## Provided records
____

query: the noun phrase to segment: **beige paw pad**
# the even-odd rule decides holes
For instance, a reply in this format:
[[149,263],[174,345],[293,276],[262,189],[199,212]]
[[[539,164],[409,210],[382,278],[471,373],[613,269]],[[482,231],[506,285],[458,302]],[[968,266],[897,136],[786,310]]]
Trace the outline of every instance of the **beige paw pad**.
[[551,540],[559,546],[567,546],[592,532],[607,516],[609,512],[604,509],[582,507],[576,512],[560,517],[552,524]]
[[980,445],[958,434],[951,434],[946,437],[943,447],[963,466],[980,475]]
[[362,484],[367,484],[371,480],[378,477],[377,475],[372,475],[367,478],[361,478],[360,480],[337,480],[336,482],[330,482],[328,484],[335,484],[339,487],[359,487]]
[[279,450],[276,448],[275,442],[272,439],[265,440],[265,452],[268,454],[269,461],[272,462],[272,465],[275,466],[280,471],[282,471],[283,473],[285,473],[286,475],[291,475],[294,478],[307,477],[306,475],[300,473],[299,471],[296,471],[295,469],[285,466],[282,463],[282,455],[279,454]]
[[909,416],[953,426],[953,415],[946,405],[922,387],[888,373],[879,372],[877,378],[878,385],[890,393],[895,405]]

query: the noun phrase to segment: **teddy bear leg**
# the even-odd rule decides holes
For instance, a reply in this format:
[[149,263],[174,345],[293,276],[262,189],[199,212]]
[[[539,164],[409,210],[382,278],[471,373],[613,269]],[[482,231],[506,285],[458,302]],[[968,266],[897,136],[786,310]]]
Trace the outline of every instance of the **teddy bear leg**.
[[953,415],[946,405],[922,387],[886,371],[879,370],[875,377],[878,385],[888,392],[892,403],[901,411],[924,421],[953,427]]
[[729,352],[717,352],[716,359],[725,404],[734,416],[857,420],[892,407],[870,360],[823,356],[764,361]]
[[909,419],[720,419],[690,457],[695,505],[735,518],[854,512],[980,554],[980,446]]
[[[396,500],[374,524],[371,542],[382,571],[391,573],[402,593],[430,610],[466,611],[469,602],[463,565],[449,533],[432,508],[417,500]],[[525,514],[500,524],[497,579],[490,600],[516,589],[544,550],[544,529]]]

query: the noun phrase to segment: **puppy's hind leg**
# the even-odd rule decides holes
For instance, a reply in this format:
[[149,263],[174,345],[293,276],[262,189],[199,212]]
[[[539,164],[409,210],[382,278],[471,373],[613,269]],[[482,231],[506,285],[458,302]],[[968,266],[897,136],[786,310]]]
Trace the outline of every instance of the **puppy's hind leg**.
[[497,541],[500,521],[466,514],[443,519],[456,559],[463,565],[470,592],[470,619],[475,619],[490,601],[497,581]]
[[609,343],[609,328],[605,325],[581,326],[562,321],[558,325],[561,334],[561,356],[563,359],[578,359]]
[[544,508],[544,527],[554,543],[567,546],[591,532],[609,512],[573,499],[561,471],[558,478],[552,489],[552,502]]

____

## Task prompt
Please recast the rows above as a JSON list of strings, one string per line and no blank lines, starting at the line that contains "query: the noun phrase to segment: **teddy" and ending at the last of the rows, both ends included.

## Response to this task
[
  "query: the noun phrase to segment: **teddy bear leg**",
  "# the even-odd rule decides holes",
  "For instance, a reply in this format:",
  "[[149,263],[174,345],[293,276],[262,189],[199,212]]",
  "[[[539,164],[409,210],[382,278],[471,373],[613,269]],[[482,231],[506,285],[458,302]],[[968,266],[897,136],[786,310]]]",
  "Trace the outline of every instance of the **teddy bear leg**.",
  "[[953,415],[946,405],[922,387],[886,371],[879,370],[875,377],[878,385],[888,392],[892,403],[901,411],[924,421],[953,427]]",
  "[[729,352],[717,352],[716,359],[725,404],[734,416],[857,420],[892,407],[870,360],[823,356],[764,361]]",
  "[[909,419],[720,419],[690,457],[695,505],[735,518],[854,512],[980,554],[980,446]]",
  "[[[396,500],[374,524],[371,542],[382,571],[391,573],[402,593],[430,610],[466,611],[469,602],[463,565],[449,533],[432,508],[417,500]],[[525,514],[500,524],[497,579],[490,600],[516,589],[544,550],[544,529]]]",
  "query: the noun phrase to segment: **puppy's hind leg**",
  "# the even-odd rule decides holes",
  "For instance, a reply in this format:",
  "[[149,263],[174,345],[293,276],[262,189],[199,212]]",
  "[[[539,164],[409,210],[382,278],[471,373],[613,269]],[[482,231],[506,285],[458,302]],[[968,266],[897,136],[786,310]]]",
  "Trace the outline of every instance of the **puppy's hind leg**.",
  "[[497,541],[500,521],[466,514],[443,519],[456,559],[463,565],[470,592],[470,619],[475,619],[490,601],[497,581]]",
  "[[609,343],[609,328],[605,325],[581,326],[562,321],[558,325],[561,334],[561,356],[563,359],[578,359]]",
  "[[544,508],[544,527],[554,543],[567,546],[591,532],[609,512],[573,499],[561,471],[558,478],[552,489],[552,502]]"
]